** TEXT PASSAGE follows **
Study: U.S. Calcium Guidelines May Be Too High

  • Share
  • Read Later
Kallista Images

Since bones tend to deteriorate with age, it makes sense to take in more calcium as we get older, to help lower the risk of fractures in our hips and limbs. But how much additional calcium is enough? And is there such as thing as too much?

Yes, says Eva Warensjo, a researcher at Uppsala University in Sweden, who reports this week in the British Medical Journal that excessive calcium may actually cause, rather than prevent fractures. The Swedish team analyzed data from more than 60,000 women born between 1914 and 1948 and tracked their calcium intake and fracture rates over a period of 19 years. The women answered questionnaires about how much calcium they consumed both through their diet — from dairy products such as yogurt, milk and cheese and from leafy green vegetables — and through calcium supplements.

(More on New Guidelines for Vitamin D and Calcium)

The women consuming the least amount of calcium (less than 750 mg) each day increased their risk of having a first fracture by 18%, compared with those getting about 900 mg each day, which is close to the amount recommended by Swedish health officials. Women who took in more calcium, up to 1,140 mg daily, saw little additional benefit in lowering their risk of fractures.
** End of TEXT PASSAGE **
** INFORMATION follows **
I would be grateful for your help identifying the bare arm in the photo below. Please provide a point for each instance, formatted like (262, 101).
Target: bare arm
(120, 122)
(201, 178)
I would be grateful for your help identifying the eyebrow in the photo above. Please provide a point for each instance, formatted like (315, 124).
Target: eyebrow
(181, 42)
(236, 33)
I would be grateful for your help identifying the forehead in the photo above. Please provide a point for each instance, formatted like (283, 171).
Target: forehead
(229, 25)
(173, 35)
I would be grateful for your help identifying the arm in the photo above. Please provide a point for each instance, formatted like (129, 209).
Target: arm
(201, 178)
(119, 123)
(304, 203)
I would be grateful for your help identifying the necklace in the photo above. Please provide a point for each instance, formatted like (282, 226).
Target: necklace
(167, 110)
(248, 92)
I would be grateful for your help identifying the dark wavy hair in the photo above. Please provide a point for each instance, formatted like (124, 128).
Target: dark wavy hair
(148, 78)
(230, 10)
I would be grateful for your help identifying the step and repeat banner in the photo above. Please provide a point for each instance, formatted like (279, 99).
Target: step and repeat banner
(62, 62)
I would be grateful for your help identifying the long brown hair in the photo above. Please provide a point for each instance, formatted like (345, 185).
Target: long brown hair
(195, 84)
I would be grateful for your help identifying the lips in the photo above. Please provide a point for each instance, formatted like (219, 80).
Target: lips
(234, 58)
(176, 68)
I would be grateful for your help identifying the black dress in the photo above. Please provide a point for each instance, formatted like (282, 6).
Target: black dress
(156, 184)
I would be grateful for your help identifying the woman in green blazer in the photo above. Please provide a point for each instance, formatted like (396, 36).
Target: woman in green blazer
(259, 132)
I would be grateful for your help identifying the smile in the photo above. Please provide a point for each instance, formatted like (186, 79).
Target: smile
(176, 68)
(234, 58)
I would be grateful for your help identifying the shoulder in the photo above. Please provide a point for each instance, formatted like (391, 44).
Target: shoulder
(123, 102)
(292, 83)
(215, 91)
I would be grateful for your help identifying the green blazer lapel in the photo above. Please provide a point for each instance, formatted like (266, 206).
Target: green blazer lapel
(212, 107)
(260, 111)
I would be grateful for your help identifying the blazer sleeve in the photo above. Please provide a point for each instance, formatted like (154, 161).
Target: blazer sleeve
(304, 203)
** End of INFORMATION **
→ WHAT THE EXERCISE ASKS
For each statement, decide whether it agrees with the article on U.S. calcium guidelines. Answer yes or no and quote the words from the article that decide it. 1. The Swedish team followed the women's calcium intake and fracture rates for 19 years. 2. Women consuming less than 750 mg of calcium a day had a lower risk of a first fracture than those getting about 900 mg. 3. Women who took in up to 1,140 mg daily gained a large additional reduction in fracture risk.

→ SOLVED PROBLEM
1. Yes: "tracked their calcium intake and fracture rates over a period of 19 years"
2. No: "increased their risk of having a first fracture by 18%, compared with those getting about 900 mg each day"
3. No: "saw little additional benefit in lowering their risk of fractures"